*Tugas Anda*: Kembalikan salinan persis bagian teks tentang seruan ADB soal batu bara, mulai dari "BETAHITA.ID - Asian" dan berakhir pada "yang lebih rendah.".

Bank: Asia Harus Berhenti Gunakan Batu Bara

Penulis : Raden Ariyo Wicaksono

Tambang

Selasa, 02 Mei 2023

Editor : Sandy Indra Pratama

BETAHITA.ID - Asian Development Bank (ADB) atau Bank Pembangunan Asia merilis sebuah laporan pada Kamis (27/4/2023), yang isinya menyerukan agar Asia harus segera memangkas subsidi bahan bakar fosil dan mengucurkan lebih banyak dana untuk transisi energi bersih untuk menghindari bencana perubahan iklim yang membahayakan pembangunannya.

Dilansiir dari Associated Press (AP), David Raitzer, seorang ekonom ADB dan salah satu penulis laporan tersebut mengatakan, pembangunan ekonomi di kawasan Asia didorong dengan cara yang intensif karbon yang jauh di atas rata-rata dunia. Ia mendesak tindakan cepat dalam transisi energi untuk mendapatkan manfaat yang lebih besar dan biaya yang lebih rendah.

"Tindakan ambisius terhadap perubahan iklim dengan kebijakan yang dirancang dengan baik dapat memberikan hasil yang sangat besar," ujar Raitzer.

Beberapa negara sedang mengembangkan pembangkit listrik tenaga batu bara baru di Asia, yang menyumbang 94% dari total pembangkit listrik tenaga batu bara yang sedang dibangun, direncanakan, atau diumumkan, menurut laporan tersebut.

Tongkang yang penuh dengan batu bara berlabuh di sungai Mahakam di Samarinda, Kalimantan Timur, Indonesia, Senin, 19 Desember 2022. Foto: AP Photo/Dita Alangkara.

Meskipun Cina, India, dan Indonesia menyumbang sepertiga dari seluruh emisi gas yang menyebabkan pemanasan global pada 2019, enam dari 10 negara yang paling terdampak oleh cuaca ekstrem dalam dua dekade pertama abad ini berada di Asia, menurut penelitian sebelumnya. Diperkirakan kerugian dan kerusakan properti mencapai $1,5 triliun di kawasan ini selama periode tersebut, termasuk banjir yang belum pernah terjadi sebelumnya di Pakistan yang berdampak pada 33 juta orang tahun lalu.

[Catatan anotasi posisi]
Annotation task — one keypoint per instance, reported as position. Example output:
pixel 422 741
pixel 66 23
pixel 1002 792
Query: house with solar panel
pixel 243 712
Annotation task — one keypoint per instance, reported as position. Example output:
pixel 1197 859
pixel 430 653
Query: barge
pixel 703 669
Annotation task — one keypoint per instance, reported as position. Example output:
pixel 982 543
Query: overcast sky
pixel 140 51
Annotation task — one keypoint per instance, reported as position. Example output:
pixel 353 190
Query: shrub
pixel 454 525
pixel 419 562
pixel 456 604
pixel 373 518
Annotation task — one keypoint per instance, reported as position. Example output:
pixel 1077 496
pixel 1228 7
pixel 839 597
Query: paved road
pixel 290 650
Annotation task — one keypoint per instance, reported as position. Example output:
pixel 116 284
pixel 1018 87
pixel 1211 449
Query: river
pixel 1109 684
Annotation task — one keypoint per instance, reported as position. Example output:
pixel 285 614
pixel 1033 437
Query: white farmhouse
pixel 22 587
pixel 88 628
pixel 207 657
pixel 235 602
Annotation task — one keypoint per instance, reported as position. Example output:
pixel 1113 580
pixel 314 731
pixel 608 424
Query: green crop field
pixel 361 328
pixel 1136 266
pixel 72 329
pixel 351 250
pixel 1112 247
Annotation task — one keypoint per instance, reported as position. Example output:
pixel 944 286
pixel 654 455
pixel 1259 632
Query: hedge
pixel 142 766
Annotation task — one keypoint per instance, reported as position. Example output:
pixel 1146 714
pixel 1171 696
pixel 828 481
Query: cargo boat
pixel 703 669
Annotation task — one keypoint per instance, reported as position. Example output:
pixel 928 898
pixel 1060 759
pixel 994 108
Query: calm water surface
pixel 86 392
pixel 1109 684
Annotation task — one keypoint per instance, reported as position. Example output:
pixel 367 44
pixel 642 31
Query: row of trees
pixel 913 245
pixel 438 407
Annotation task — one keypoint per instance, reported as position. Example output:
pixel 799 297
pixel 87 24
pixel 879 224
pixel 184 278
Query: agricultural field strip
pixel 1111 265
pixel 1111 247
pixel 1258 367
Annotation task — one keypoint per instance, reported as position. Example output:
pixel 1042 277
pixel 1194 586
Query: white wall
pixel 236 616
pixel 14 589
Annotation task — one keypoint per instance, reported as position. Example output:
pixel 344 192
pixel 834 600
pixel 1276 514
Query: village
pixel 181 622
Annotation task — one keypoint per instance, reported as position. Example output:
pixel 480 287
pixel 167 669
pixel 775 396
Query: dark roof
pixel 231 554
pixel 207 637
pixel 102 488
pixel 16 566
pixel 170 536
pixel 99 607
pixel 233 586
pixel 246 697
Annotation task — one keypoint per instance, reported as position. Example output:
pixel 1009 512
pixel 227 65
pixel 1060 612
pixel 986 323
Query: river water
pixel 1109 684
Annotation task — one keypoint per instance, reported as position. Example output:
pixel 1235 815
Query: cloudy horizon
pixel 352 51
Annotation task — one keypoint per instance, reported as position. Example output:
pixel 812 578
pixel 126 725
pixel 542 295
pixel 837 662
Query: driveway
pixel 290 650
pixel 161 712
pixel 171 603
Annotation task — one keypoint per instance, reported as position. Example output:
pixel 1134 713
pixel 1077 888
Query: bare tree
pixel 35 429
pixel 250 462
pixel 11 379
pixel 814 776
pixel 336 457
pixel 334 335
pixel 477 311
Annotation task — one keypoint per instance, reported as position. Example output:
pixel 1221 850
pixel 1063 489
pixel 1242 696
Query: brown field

*Hasil latihan*:
BETAHITA.ID - Asian Development Bank (ADB) atau Bank Pembangunan Asia merilis sebuah laporan pada Kamis (27/4/2023), yang isinya menyerukan agar Asia harus segera memangkas subsidi bahan bakar fosil dan mengucurkan lebih banyak dana untuk transisi energi bersih untuk menghindari bencana perubahan iklim yang membahayakan pembangunannya.

Dilansiir dari Associated Press (AP), David Raitzer, seorang ekonom ADB dan salah satu penulis laporan tersebut mengatakan, pembangunan ekonomi di kawasan Asia didorong dengan cara yang intensif karbon yang jauh di atas rata-rata dunia. Ia mendesak tindakan cepat dalam transisi energi untuk mendapatkan manfaat yang lebih besar dan biaya yang lebih rendah.